Required action
In the entries below, go to the line containing "of the black" and repeat it along with every later line, exactly.

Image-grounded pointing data
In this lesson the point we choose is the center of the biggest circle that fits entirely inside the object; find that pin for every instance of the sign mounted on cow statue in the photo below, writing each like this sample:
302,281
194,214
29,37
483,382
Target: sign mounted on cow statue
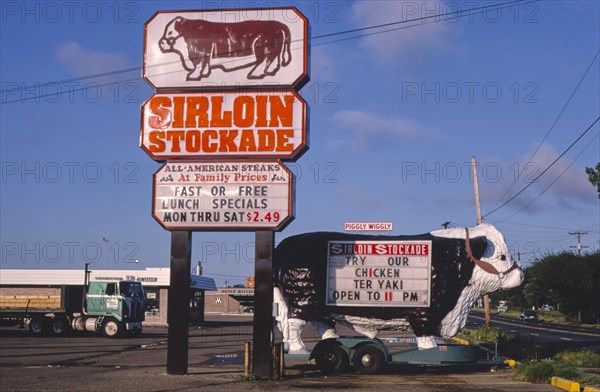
427,283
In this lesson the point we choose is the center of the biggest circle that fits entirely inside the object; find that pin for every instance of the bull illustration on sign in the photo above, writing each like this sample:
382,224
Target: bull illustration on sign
464,264
203,46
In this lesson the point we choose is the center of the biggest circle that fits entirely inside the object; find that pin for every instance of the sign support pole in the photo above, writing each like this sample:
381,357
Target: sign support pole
179,302
263,304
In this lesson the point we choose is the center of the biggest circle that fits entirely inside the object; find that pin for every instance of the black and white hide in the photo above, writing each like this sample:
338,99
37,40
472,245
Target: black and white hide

Answer to this exercise
In this lesson the point we choose is the center of the biggest circle that fits entirely inside the object; find that pin for every instance of the black and white hide in the photo above, writing each like this sample:
338,99
37,40
472,245
Target: black and white hide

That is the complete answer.